ESERCIZIO ASSEGNATO 1:
Nell'estratto sull'epoca dell'unificazione riportato qui sotto, quale quota del mercato promette di controllare l'offerta di Mondadori su Rcs Libri?

ESTRATTO DELLA FONTE:
..............................
Dal 22 febbraio 2014 il segretario del Partito democratico è anche presidente del Consiglio. Dallo stesso giorno il presidente del Consiglio è anche ministro per le Pari opportunità. Dal 30 gennaio 2015 il ministro per le Pari opportunità è anche ministro per gli Affari regionali. Dal 23 marzo 2015 il ministro per gli Affari regionali è anche ministro delle Infrastrutture e dei Trasporti. Troppi poteri in un solo potentato? No, sono ancora troppo pochi. Perché questo vuole lo Zeitgeist, lo spirito dei tempi. Un venticello che Matteo Renzi respira a pieni polmoni, e lo risputa fuori in norme, azioni, progetti di riforma. Incontrando l’applauso delle folle, anziché un’onda di sospetto. Lui l’ha capito, noi forse stentiamo un po’ ad accorgercene. Questa è l’epoca dell’unificazione.
Eppure basterebbe volgere lo sguardo al paesaggio che attraversiamo tutti i giorni. In quel quartiere c’erano tre o quattro botteghe alimentari, ora c’è un supermercato. O meglio c’era, perché i supermercati vengono divorati a loro volta dagli ipermercati. C’erano pure alcuni vecchi cinema, ma li ha sostituiti un multisala. Succede altrettanto nelle professioni, dove per esempio gli studi legali si sono trasformati in fabbriche, ciascuna con decine d’avvocati alla catena di montaggio.
Succede altresì nella cultura, nell’informazione, nella scuola. Messaggerie e Feltrinelli hanno costituito una joint venture che accorpa la distribuzio- ne di 70 milioni di volumi l’anno. Quanto alla loro produzione, l’offerta di Mondadori su Rcs Libri promette di controllare il 40% del mercato. Nel campo dell’educazione, una legge del 2011 ha stabilito l’accorpamento degli istituti scolastici; l’anno dopo la Consulta l’ha bocciata, ma solo perché questa decisione spetta alle Regioni. Mentre il disegno di legge sulla «Buona scuola» prevede la fusione dei due enti (Indire e Invalsi) che s’occupano di valutazione. Accadrà pure alla Rai, con l’accorpamento dei Tg. O forse è già accaduto: basta spingere sui tasti del telecomando per scoprire che tutti i talk show sono lo stesso talk show, con gli stessi ospiti, lo stesso fastidioso cicaleccio.
..............................
DATI DELL'ESERCIZIO:

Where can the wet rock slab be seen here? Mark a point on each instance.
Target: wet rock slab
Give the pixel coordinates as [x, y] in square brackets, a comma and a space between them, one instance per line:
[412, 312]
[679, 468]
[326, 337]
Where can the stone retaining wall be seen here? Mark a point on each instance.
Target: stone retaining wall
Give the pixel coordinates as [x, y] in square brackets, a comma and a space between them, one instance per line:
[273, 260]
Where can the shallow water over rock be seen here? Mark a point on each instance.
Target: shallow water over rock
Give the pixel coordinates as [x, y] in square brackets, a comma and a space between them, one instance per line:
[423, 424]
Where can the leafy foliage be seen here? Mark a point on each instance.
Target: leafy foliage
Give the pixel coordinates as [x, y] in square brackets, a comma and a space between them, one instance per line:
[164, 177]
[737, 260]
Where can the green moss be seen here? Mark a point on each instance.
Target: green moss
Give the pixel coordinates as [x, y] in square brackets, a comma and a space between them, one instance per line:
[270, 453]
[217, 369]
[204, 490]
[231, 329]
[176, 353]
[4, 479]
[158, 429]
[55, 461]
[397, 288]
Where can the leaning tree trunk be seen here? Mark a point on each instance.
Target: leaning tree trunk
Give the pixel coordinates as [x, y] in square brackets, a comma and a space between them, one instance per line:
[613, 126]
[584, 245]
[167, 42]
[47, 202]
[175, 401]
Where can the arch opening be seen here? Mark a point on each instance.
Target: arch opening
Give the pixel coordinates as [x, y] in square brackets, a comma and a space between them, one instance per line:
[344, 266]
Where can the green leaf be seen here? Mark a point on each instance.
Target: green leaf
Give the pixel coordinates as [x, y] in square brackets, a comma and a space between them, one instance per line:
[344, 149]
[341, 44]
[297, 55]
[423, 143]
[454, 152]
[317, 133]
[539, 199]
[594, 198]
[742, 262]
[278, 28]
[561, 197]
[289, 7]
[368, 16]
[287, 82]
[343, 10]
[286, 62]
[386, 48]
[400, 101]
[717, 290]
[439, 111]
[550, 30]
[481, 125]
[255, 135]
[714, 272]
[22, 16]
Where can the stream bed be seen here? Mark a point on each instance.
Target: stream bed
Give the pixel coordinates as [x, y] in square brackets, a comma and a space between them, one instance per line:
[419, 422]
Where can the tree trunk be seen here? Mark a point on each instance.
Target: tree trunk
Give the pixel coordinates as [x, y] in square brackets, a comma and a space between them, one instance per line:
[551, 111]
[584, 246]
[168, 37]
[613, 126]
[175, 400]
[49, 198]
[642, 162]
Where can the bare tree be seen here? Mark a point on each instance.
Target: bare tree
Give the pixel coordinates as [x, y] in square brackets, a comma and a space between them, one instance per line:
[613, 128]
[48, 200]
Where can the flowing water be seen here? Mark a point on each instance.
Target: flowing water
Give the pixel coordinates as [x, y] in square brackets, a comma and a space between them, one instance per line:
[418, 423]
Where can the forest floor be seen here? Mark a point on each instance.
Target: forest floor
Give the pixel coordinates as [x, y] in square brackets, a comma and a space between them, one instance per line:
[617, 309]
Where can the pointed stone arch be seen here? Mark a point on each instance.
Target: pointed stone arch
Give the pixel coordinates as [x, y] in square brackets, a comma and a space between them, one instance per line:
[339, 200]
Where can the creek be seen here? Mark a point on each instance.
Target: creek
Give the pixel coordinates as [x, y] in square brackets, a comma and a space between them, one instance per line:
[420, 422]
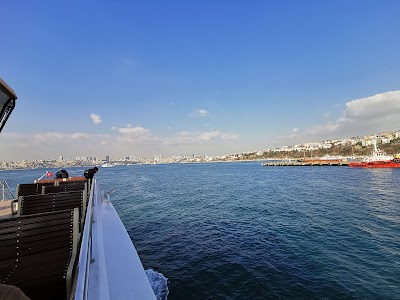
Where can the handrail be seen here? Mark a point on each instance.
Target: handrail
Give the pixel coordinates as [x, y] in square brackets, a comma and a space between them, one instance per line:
[85, 255]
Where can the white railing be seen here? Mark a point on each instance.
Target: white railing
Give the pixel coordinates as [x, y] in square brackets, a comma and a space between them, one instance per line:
[85, 256]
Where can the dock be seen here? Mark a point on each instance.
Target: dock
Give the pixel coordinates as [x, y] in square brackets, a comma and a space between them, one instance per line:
[306, 164]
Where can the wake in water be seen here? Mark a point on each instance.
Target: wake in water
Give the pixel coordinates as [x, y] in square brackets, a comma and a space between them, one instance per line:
[159, 283]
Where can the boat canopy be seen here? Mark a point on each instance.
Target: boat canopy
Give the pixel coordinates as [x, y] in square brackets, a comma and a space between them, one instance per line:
[7, 102]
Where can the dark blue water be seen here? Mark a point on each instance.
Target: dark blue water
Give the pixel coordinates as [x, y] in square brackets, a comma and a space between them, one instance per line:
[242, 231]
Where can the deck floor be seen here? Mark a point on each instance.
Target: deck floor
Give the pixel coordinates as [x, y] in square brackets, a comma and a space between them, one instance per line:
[5, 208]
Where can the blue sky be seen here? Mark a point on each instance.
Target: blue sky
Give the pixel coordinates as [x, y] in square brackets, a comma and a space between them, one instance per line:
[190, 77]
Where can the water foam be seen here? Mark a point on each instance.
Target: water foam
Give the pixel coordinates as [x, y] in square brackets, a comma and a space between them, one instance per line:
[159, 283]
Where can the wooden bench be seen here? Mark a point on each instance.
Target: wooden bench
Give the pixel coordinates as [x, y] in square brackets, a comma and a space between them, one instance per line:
[26, 189]
[65, 187]
[37, 253]
[35, 204]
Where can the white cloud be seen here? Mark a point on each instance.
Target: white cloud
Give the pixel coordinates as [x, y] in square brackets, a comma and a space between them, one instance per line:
[95, 118]
[210, 135]
[198, 137]
[229, 136]
[199, 113]
[376, 113]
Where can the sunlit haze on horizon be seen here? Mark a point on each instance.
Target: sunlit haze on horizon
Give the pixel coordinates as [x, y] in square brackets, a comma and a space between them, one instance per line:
[97, 78]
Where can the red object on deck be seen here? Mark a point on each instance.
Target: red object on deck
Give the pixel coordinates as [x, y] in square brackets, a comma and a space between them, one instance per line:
[375, 164]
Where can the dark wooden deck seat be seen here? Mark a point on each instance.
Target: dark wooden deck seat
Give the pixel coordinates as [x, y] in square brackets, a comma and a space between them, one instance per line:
[65, 187]
[37, 253]
[25, 189]
[35, 204]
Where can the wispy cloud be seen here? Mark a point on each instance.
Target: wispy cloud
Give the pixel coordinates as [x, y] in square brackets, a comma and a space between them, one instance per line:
[376, 113]
[199, 113]
[95, 118]
[198, 137]
[131, 134]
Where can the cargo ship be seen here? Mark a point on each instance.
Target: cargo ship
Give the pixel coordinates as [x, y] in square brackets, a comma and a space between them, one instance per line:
[377, 159]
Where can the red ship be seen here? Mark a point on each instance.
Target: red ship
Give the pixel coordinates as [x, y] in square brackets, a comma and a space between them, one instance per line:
[377, 159]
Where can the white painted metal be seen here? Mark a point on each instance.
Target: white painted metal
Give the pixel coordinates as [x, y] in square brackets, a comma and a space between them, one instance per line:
[109, 266]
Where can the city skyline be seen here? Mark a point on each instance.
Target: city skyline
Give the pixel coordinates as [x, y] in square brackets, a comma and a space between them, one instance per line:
[212, 77]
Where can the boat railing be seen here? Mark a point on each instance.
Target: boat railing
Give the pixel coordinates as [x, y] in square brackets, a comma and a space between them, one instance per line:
[85, 256]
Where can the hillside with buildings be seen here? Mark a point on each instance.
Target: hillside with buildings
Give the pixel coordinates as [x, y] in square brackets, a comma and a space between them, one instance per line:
[355, 147]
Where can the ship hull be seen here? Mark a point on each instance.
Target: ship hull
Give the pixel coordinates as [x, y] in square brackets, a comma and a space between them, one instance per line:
[375, 164]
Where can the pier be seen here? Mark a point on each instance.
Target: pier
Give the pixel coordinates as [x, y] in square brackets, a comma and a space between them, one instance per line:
[306, 164]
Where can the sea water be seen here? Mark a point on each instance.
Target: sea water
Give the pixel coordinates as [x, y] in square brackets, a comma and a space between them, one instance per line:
[243, 231]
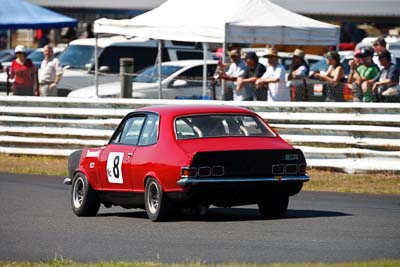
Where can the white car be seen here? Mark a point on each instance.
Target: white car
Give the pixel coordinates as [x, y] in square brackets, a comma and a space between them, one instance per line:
[180, 79]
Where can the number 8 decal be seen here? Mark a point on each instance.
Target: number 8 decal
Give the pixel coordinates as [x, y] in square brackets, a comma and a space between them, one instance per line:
[114, 164]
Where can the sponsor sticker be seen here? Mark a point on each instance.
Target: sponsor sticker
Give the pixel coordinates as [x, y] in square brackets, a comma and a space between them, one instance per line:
[93, 154]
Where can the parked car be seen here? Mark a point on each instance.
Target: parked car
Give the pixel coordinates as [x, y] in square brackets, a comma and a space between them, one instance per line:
[182, 78]
[169, 157]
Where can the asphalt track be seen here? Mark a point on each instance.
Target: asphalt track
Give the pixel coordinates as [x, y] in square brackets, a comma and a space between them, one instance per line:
[37, 223]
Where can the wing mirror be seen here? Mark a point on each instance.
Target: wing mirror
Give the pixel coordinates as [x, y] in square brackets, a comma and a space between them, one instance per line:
[179, 83]
[104, 69]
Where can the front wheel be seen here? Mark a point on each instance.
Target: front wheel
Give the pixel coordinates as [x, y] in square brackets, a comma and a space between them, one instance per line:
[274, 206]
[157, 205]
[84, 200]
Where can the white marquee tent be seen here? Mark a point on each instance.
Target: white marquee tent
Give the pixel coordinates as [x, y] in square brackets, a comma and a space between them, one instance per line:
[224, 21]
[219, 21]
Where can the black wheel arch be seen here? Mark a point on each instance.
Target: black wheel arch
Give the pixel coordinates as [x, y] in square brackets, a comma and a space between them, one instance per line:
[73, 162]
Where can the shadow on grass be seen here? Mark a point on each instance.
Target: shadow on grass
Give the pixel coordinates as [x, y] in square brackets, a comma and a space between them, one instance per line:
[232, 214]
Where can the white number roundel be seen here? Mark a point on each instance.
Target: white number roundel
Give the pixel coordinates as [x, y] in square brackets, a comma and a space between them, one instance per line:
[114, 171]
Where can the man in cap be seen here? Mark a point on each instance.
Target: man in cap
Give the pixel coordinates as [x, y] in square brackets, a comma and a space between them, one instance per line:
[384, 85]
[245, 87]
[299, 68]
[50, 73]
[275, 78]
[367, 71]
[236, 69]
[380, 46]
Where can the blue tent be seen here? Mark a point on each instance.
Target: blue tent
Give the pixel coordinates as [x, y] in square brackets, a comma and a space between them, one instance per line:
[18, 14]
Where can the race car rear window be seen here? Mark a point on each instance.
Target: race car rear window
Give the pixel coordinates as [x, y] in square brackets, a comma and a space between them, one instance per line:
[220, 125]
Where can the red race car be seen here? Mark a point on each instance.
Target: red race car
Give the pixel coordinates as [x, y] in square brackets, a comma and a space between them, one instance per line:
[166, 158]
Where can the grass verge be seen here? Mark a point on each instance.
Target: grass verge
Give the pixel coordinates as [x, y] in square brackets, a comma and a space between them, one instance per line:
[320, 180]
[62, 263]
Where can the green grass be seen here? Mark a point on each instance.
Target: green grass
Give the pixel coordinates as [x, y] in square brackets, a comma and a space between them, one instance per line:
[380, 183]
[63, 263]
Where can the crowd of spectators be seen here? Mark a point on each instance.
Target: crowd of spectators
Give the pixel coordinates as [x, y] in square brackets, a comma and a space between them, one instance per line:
[373, 77]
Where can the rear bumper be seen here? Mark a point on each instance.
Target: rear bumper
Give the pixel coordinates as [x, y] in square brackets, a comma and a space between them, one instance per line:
[215, 180]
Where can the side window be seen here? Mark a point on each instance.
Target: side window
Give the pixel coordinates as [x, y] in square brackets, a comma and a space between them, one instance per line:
[150, 131]
[129, 135]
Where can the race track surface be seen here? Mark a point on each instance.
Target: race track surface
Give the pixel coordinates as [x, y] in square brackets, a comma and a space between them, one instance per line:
[37, 223]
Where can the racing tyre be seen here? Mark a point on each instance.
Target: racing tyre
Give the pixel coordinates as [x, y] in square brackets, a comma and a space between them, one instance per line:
[157, 204]
[84, 200]
[275, 206]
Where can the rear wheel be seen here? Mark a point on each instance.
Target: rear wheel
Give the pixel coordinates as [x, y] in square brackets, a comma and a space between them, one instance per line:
[274, 206]
[157, 204]
[84, 200]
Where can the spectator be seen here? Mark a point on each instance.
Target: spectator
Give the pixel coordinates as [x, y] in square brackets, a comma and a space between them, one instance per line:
[24, 73]
[245, 86]
[236, 69]
[274, 77]
[334, 77]
[354, 78]
[384, 84]
[299, 68]
[367, 71]
[380, 46]
[50, 73]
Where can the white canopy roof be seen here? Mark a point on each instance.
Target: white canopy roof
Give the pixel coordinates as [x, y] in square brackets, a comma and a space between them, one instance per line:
[218, 21]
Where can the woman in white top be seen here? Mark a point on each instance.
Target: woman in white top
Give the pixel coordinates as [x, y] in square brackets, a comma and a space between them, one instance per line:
[275, 78]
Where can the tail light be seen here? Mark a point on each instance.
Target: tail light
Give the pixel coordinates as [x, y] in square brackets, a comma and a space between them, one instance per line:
[188, 172]
[291, 168]
[218, 171]
[302, 168]
[205, 171]
[278, 169]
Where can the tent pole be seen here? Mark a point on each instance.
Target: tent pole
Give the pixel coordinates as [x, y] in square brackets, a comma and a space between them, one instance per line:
[96, 65]
[205, 49]
[223, 62]
[9, 39]
[159, 60]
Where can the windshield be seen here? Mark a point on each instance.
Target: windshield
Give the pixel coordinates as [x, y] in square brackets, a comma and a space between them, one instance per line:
[36, 56]
[78, 56]
[220, 125]
[150, 74]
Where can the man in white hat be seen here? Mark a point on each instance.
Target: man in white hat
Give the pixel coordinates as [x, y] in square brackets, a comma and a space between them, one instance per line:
[50, 73]
[274, 77]
[236, 69]
[299, 68]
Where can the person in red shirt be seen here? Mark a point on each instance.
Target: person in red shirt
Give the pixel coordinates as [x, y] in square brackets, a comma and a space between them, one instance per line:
[24, 73]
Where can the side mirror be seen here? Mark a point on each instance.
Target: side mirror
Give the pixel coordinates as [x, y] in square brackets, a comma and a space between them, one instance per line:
[104, 69]
[179, 83]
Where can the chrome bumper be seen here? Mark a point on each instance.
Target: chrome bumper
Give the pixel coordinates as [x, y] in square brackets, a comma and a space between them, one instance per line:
[214, 180]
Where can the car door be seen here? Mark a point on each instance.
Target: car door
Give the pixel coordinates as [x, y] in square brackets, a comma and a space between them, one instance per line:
[115, 163]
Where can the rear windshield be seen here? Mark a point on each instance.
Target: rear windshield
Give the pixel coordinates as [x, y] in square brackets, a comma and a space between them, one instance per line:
[220, 125]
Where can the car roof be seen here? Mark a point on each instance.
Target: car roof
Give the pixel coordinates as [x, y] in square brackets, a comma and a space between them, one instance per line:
[187, 63]
[181, 110]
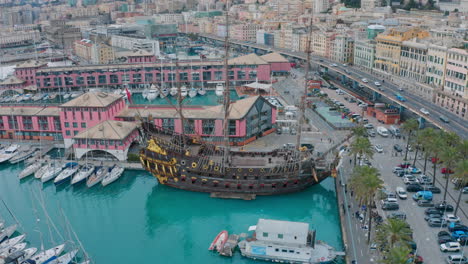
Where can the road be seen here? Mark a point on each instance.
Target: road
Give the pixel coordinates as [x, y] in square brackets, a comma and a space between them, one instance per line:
[413, 103]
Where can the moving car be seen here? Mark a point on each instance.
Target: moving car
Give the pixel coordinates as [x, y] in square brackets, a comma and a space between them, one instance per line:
[424, 111]
[450, 247]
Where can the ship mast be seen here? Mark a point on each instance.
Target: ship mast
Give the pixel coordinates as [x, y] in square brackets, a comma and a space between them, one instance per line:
[303, 97]
[227, 98]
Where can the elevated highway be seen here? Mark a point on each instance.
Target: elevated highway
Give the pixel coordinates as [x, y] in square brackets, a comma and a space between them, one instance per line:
[412, 102]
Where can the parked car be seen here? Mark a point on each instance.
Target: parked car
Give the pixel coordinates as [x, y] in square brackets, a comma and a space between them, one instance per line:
[414, 187]
[378, 148]
[456, 259]
[401, 193]
[397, 215]
[436, 222]
[450, 247]
[425, 203]
[443, 206]
[451, 218]
[424, 111]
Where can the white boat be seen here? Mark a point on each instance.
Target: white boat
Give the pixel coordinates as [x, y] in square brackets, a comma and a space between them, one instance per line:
[9, 153]
[46, 256]
[31, 169]
[97, 176]
[15, 248]
[66, 258]
[51, 173]
[5, 245]
[219, 89]
[83, 173]
[112, 176]
[70, 169]
[152, 94]
[192, 92]
[173, 91]
[201, 91]
[183, 91]
[164, 93]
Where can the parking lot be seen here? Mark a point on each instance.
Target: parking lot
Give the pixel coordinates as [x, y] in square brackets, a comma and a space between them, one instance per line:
[424, 235]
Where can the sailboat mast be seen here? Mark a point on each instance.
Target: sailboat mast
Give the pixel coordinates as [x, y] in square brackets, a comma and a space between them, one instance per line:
[227, 98]
[303, 97]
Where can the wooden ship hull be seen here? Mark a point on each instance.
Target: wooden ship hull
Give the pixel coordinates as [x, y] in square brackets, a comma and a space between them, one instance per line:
[201, 168]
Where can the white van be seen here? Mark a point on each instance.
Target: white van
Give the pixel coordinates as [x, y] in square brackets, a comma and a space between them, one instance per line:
[382, 131]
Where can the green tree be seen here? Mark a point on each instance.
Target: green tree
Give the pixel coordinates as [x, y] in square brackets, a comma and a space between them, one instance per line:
[449, 158]
[365, 182]
[461, 173]
[392, 232]
[409, 127]
[361, 146]
[397, 255]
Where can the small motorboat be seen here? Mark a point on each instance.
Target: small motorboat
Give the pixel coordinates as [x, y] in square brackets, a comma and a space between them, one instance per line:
[52, 172]
[97, 176]
[192, 92]
[219, 89]
[83, 173]
[15, 248]
[46, 256]
[174, 91]
[111, 177]
[201, 91]
[9, 153]
[31, 169]
[65, 258]
[70, 169]
[219, 241]
[7, 244]
[183, 91]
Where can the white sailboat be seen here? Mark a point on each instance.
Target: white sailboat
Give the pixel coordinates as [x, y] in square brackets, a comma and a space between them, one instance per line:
[46, 256]
[30, 170]
[219, 89]
[51, 173]
[70, 169]
[183, 91]
[97, 176]
[112, 176]
[83, 173]
[192, 92]
[9, 153]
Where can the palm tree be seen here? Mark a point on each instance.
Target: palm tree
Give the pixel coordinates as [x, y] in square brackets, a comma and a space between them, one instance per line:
[409, 126]
[461, 172]
[397, 255]
[362, 147]
[450, 158]
[394, 231]
[359, 131]
[365, 182]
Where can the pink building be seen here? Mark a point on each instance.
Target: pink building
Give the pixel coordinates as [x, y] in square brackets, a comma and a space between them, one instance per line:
[30, 123]
[106, 138]
[86, 111]
[249, 118]
[242, 70]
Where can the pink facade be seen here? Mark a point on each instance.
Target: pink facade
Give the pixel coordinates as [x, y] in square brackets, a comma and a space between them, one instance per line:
[76, 119]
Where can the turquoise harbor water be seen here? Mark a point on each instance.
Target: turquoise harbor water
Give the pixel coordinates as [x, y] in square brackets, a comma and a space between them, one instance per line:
[135, 220]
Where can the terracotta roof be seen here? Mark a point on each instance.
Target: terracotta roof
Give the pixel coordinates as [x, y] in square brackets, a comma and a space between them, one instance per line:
[274, 57]
[31, 64]
[109, 129]
[29, 111]
[93, 99]
[248, 59]
[11, 80]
..............................
ESERCIZIO ASSEGNATO 2:
Elenca ogni riga dei record qui sopra in cui compare la stringa "hillside".

RISPOSTA CORRETTA 1:
Il 40% del mercato.

RISPOSTA CORRETTA 2:
Where can the hillside with buildings be seen here? Mark a point on each instance.
Target: hillside with buildings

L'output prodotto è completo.